| Your tasks |
A – Answer from the Ferro liquidity passage below:
(i) What are most of the facilities under the other financing arrangements?
(ii) What do the liquidity requirements primarily include?
(iii) Which sources should allow the Company to meet its funding requirements and other commitments?
B – Extend the Ferro liquidity passage below, starting after its final sentence and matching its register.

| Provided passage |
Start

Other Financing Arrangements
     In addition, the Company maintains other lines of credit and receivable sales programs to provide global flexibility for the Company’s liquidity requirements. Most of these facilities are uncommitted lines for the Company’s international operations.
Liquidity Requirement
     Our liquidity requirements primarily include debt service, purchase commitments, working capital requirements, capital investments, postretirement obligations and dividend payments. Ferro’s level of debt and debt service requirements could have important consequences to its business operations and uses of cash flows. However, the liquidity available under our revolving credit agreement, along with liquidity from other financing arrangements, available cash flows from operations, and asset sales, should allow the Company to meet its funding requirements and other commitments.

End

| Dataset excerpt |
Start

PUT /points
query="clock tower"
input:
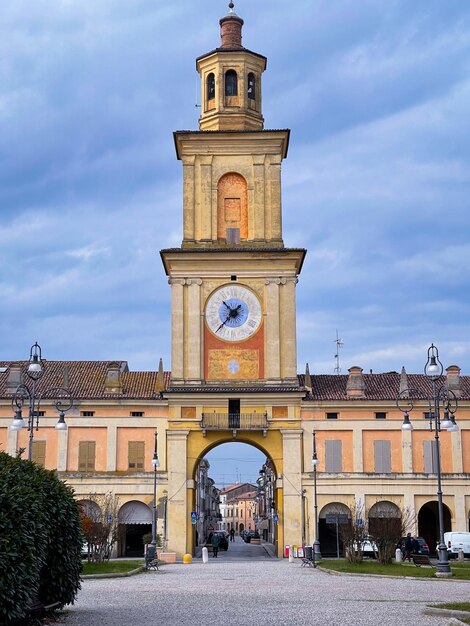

End

| Written answers |
A –
(i) Uncommitted lines for the Company's international operations.
(ii) Debt service, purchase commitments, working capital requirements, capital investments, postretirement obligations, and dividend payments.
(iii) The liquidity available under the revolving credit agreement, liquidity from other financing arrangements, available cash flows from operations, and asset sales.

B –
     We assess on an ongoing basis our portfolio of businesses, as well as our financial and capital structure, to ensure that we have sufficient capital and liquidity to meet our strategic objectives. As part of this process, from time to time we evaluate the possible divestiture of businesses that are not critical to our core strategic objectives and, where appropriate, pursue the sale of such businesses. We also evaluate and pursue acquisition opportunities that we believe will enhance our strategic position. We generally announce publicly divestiture and acquisition transactions only when we have entered into definitive agreements relating to those transactions.
Critical Accounting Policies and Their Application
     There are no material changes to our critical accounting policies described in “Critical Accounting Policies” within Item 7 of the Company’s Annual Report on Form 10-K for the year ended December 31, 2007.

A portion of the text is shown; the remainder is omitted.